--- PASSAGE PROVIDED ---

Turning Quirks into LinkedIn Content Gold
Wearing crazy shirts, carrying cardboard signs, and cutting fruit with Tim Davidson
What do fruit-slicing videos, crazy shirts, and 25K LinkedIn followers have in common?
They’re all part of Tim Davidson’s unlikely path to becoming one of B2B marketing’s most recognizable creators.
On the surface, Tim’s the loud guy with cardboard signs, parody skits, and a knack for cutting exotic fruit on camera. But peel it back and you’ll find something less obvious: he’s a complete introvert who would rather avoid small talk at events. And fun fact: he can bend his fingers all the way back until they almost touch his wrist.
Today, Tim runs B2B Rizz, his own consultancy, co-hosts the satirical podcast Notorious B2B, and continues to grow an inbound pipeline powered entirely by LinkedIn content. But his rise wasn’t linear. He started and stopped LinkedIn three times before finally locking in on consistency.
Here’s the playbook he built along the way.
Lean on your Rizz
Tim will be the first to admit he’s “a little weird.” In his words: “I’m just a very weird person. I do some outlandish things.”
At first, his posts were all over the place, from PPC tips to random Gary Vee takes. They flopped. But once he leaned into his quirks and rizz (what the kids today call charisma), things clicked. Out came the wild shirts, the fruit-slicing, and the cardboard signs.
“Even just the way I would write was a little bit different. When I put more of my personality into it, people remembered it.”
Those “recall cues” made him stand out. Instead of blending into LinkedIn’s gray feed, he gave people something they couldn’t forget.
Takeaway: Double down on what sets you apart. Personality beats polish every time.
Borrow ideas from other channels
The fruit-cutting videos? Not his invention.
“I was scrolling TikTok and I noticed three types of videos I’d stop on: unboxing, cooking, and fruit cutting with a story overlay,” Tim recalled. “I tested all three on LinkedIn and the fruit cutting just did way better than the others.”
Same with the cardboard sign campaign.
“That wasn’t me. I saw an Instagram guy do it in New York City and just changed it into my realm,” he said.
The magic wasn’t originality. It was adaptation. Tim pulled ideas from B2C spaces and made them his own inside B2B.
Takeaway: Don’t wait for inspiration to strike. Borrow from other platforms and adapt it to your audience.
Video requires planning
If Tim’s videos look casual, that’s because he hides the prep work. Behind the scenes, he keeps a giant backlog of ideas in Apple Notes.
“I’ll flesh it out with bullet points, maybe write a small script, then figure out what type of video it should be,” he explained.

--- RECORD EXCERPTS ---

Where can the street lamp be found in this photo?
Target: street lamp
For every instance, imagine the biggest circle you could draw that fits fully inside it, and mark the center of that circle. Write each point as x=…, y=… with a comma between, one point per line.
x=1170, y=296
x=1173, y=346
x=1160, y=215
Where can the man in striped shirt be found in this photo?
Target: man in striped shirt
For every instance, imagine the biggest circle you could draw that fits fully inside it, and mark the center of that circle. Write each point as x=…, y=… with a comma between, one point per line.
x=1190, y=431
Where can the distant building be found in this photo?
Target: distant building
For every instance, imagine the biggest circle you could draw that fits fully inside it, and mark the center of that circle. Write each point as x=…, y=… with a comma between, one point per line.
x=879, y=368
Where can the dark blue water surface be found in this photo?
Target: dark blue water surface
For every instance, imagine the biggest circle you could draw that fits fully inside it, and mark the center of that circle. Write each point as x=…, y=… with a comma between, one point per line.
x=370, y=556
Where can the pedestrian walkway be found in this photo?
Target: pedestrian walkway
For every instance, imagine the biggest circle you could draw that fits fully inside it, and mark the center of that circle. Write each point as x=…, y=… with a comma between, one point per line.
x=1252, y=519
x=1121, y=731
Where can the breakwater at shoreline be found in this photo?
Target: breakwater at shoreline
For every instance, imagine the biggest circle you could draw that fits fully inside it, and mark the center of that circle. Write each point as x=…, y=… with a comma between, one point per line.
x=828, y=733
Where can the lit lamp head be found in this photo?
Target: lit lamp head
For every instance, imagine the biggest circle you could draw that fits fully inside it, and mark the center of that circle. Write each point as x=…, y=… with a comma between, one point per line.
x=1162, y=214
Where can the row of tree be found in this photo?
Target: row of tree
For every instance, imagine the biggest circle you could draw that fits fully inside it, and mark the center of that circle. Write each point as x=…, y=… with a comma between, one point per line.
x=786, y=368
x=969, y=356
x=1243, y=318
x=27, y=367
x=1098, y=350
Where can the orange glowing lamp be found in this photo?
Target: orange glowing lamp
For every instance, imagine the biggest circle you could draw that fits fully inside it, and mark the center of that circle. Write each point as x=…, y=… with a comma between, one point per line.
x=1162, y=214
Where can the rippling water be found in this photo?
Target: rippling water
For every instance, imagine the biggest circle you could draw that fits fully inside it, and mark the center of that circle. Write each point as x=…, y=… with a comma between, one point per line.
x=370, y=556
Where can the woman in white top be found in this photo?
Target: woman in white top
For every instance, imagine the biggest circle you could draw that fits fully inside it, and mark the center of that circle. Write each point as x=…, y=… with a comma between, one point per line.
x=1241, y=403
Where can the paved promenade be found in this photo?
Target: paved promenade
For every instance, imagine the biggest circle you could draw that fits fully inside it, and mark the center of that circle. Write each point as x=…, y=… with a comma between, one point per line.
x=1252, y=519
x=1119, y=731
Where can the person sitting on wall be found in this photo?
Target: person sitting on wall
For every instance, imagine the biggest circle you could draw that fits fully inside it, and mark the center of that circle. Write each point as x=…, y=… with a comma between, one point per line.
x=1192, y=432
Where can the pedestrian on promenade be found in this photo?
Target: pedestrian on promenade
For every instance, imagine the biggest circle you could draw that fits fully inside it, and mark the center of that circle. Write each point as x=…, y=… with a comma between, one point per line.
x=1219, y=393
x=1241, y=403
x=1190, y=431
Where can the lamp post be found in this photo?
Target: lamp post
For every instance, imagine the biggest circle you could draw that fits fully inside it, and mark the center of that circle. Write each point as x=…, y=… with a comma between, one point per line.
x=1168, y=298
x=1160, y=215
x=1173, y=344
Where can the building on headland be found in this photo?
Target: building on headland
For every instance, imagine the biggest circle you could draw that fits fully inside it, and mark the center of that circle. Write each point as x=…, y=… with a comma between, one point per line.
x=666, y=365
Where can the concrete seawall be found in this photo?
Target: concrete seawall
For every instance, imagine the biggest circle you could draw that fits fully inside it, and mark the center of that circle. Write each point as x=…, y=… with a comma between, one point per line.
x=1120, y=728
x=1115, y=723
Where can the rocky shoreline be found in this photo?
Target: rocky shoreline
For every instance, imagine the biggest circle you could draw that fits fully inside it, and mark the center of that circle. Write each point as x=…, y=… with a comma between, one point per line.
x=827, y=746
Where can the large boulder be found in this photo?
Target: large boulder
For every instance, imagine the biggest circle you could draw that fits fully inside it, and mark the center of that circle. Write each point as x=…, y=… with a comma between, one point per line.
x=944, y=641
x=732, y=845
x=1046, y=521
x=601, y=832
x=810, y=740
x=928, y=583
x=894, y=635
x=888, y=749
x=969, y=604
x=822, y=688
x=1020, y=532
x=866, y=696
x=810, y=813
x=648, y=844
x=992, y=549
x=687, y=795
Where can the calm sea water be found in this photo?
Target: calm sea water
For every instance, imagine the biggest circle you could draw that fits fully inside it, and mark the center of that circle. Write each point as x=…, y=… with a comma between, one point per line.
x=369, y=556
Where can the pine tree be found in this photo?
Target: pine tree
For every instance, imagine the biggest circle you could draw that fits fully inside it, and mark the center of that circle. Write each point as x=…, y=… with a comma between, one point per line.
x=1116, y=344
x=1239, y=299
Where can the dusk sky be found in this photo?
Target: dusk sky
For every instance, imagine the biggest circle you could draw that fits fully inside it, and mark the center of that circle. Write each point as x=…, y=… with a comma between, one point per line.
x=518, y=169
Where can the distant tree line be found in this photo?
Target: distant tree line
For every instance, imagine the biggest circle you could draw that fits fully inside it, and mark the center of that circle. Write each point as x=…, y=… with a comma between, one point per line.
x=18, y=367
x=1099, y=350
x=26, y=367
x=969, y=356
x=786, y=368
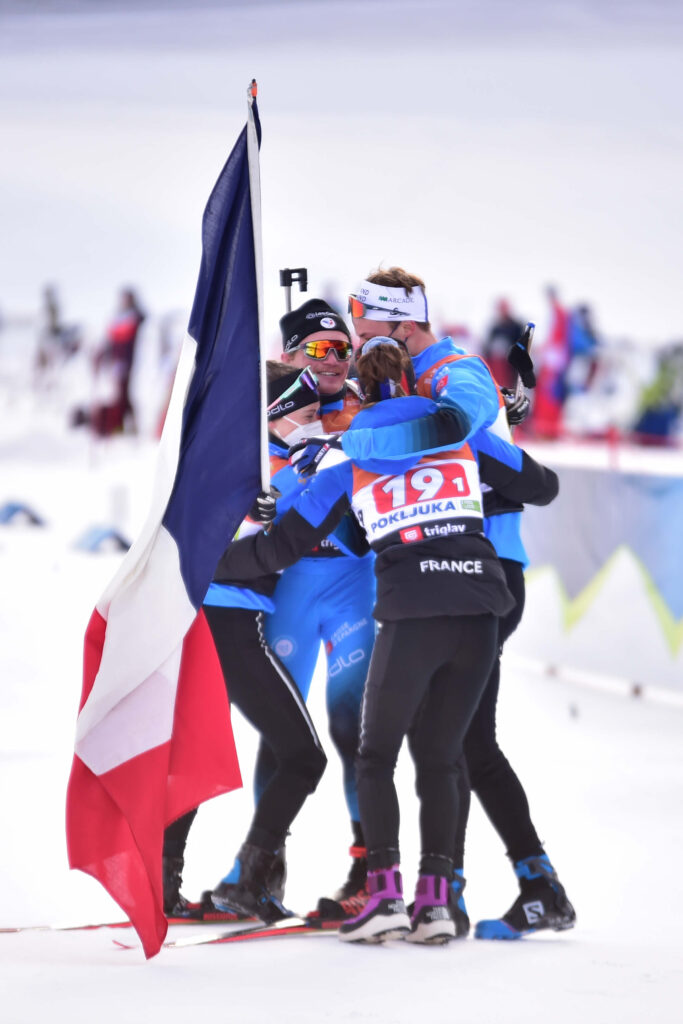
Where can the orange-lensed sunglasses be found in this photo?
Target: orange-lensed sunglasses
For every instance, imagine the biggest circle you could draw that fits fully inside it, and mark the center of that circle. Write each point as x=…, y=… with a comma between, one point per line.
x=319, y=349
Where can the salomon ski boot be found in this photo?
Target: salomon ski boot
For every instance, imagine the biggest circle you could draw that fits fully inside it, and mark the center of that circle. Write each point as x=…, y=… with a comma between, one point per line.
x=350, y=899
x=175, y=905
x=246, y=888
x=542, y=903
x=457, y=904
x=430, y=920
x=384, y=915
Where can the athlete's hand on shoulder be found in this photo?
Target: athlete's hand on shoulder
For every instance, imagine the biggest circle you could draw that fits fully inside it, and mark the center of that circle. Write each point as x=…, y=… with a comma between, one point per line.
x=264, y=508
x=517, y=408
x=316, y=453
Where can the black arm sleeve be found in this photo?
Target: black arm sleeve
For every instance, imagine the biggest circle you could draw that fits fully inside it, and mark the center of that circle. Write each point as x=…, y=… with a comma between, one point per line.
x=532, y=484
x=285, y=543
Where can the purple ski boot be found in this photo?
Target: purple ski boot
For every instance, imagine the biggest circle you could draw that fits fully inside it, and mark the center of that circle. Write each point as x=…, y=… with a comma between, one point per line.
x=431, y=922
x=384, y=915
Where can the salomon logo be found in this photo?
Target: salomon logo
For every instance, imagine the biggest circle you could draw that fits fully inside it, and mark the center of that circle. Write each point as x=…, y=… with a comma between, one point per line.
x=534, y=911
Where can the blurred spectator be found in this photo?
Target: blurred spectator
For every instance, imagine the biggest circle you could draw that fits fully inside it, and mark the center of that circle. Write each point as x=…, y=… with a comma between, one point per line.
x=503, y=333
x=583, y=351
x=552, y=364
x=113, y=410
x=56, y=341
x=662, y=400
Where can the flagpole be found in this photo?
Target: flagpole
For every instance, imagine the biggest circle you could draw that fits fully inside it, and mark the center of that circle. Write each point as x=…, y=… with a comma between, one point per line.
x=253, y=138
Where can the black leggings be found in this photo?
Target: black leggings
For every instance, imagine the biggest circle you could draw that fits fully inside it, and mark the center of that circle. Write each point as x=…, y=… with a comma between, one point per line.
x=425, y=679
x=487, y=771
x=267, y=696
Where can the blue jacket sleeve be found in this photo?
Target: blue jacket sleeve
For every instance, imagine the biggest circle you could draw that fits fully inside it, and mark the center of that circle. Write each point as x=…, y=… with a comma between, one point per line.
x=442, y=429
x=313, y=515
x=466, y=385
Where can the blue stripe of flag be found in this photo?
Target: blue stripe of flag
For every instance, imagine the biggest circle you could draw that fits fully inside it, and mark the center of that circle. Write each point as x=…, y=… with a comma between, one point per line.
x=218, y=472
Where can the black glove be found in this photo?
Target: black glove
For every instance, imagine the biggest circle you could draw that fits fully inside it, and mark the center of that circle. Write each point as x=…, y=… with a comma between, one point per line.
x=517, y=408
x=306, y=457
x=264, y=508
x=520, y=360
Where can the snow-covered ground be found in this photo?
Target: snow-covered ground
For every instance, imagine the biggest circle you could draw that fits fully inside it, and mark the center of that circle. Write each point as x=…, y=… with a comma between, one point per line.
x=603, y=774
x=492, y=147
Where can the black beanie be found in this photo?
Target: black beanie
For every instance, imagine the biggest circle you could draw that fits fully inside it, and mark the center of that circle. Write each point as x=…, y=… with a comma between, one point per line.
x=313, y=315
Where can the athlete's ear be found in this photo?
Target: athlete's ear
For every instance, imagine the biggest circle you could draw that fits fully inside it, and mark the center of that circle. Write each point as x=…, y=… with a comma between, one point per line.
x=409, y=328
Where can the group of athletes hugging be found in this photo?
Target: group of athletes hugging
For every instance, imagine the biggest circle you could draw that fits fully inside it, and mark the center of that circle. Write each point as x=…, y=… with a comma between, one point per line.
x=393, y=517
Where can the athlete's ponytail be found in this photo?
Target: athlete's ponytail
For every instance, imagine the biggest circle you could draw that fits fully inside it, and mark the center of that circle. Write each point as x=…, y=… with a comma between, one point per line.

--- DO THIS ---
From the article about Tim Davidson's LinkedIn content, copy word for word the part that opens with the words containing "Borrow ideas from" and closes with "in Apple Notes.".

--- COMPLETE OUTPUT ---
Borrow ideas from other channels
The fruit-cutting videos? Not his invention.
“I was scrolling TikTok and I noticed three types of videos I’d stop on: unboxing, cooking, and fruit cutting with a story overlay,” Tim recalled. “I tested all three on LinkedIn and the fruit cutting just did way better than the others.”
Same with the cardboard sign campaign.
“That wasn’t me. I saw an Instagram guy do it in New York City and just changed it into my realm,” he said.
The magic wasn’t originality. It was adaptation. Tim pulled ideas from B2C spaces and made them his own inside B2B.
Takeaway: Don’t wait for inspiration to strike. Borrow from other platforms and adapt it to your audience.
Video requires planning
If Tim’s videos look casual, that’s because he hides the prep work. Behind the scenes, he keeps a giant backlog of ideas in Apple Notes.